Work to complete: Here are some entries. Print them exactly as they are.

———

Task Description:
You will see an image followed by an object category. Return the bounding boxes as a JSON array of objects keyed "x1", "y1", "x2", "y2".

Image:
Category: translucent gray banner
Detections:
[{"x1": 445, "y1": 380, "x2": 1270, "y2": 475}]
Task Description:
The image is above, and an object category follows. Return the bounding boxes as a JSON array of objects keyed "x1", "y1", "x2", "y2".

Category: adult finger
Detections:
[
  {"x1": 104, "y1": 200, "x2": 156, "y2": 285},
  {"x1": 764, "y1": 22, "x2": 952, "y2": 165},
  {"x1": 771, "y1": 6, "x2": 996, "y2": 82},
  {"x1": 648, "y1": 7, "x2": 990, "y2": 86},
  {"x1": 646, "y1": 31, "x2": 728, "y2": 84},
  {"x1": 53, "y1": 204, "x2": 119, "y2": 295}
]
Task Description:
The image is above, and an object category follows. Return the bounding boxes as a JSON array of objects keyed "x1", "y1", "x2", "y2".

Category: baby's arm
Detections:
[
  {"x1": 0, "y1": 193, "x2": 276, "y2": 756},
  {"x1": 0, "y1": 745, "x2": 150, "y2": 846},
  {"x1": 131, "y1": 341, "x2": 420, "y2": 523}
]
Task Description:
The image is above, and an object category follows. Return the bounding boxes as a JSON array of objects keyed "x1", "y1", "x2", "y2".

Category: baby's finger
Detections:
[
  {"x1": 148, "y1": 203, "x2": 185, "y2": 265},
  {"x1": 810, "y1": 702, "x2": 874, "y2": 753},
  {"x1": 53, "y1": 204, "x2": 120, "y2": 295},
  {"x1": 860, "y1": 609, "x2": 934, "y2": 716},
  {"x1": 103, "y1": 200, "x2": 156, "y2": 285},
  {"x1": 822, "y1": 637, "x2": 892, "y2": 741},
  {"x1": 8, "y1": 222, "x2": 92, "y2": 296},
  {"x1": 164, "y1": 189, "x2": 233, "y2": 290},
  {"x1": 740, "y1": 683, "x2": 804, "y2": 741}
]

———

Exercise answer:
Task Description:
You will see an image followed by an object category. Return the bounding boxes as a JSON array of objects keyed "x1", "y1", "x2", "y2".

Image:
Category: translucent gray banner
Detections:
[{"x1": 445, "y1": 380, "x2": 1270, "y2": 475}]
Task Description:
The image is above, and an object category follows. Return the bounding boxes as a JSON array of objects keyed "x1", "y1", "x2", "y2".

Category: adult finger
Detections:
[
  {"x1": 104, "y1": 200, "x2": 156, "y2": 285},
  {"x1": 764, "y1": 22, "x2": 952, "y2": 165},
  {"x1": 771, "y1": 6, "x2": 996, "y2": 82},
  {"x1": 648, "y1": 7, "x2": 990, "y2": 86},
  {"x1": 646, "y1": 31, "x2": 728, "y2": 84},
  {"x1": 53, "y1": 204, "x2": 119, "y2": 295}
]
Task Description:
The image is above, and an object category follows. Return the bounding boxes as a JSON array of objects keyed "x1", "y1", "x2", "y2".

Category: baby's arm
Detections:
[
  {"x1": 0, "y1": 193, "x2": 276, "y2": 756},
  {"x1": 0, "y1": 745, "x2": 150, "y2": 846},
  {"x1": 131, "y1": 341, "x2": 420, "y2": 523}
]
Task Description:
The image is above, and an object category follows. Return the bounding boxes as a JSON array of objects keyed "x1", "y1", "x2", "y2".

Category: baby's finger
Detections:
[
  {"x1": 148, "y1": 203, "x2": 185, "y2": 265},
  {"x1": 810, "y1": 702, "x2": 874, "y2": 753},
  {"x1": 53, "y1": 204, "x2": 120, "y2": 295},
  {"x1": 860, "y1": 609, "x2": 934, "y2": 716},
  {"x1": 103, "y1": 200, "x2": 156, "y2": 285},
  {"x1": 822, "y1": 637, "x2": 892, "y2": 741},
  {"x1": 8, "y1": 222, "x2": 92, "y2": 296},
  {"x1": 164, "y1": 189, "x2": 233, "y2": 290},
  {"x1": 740, "y1": 683, "x2": 804, "y2": 741}
]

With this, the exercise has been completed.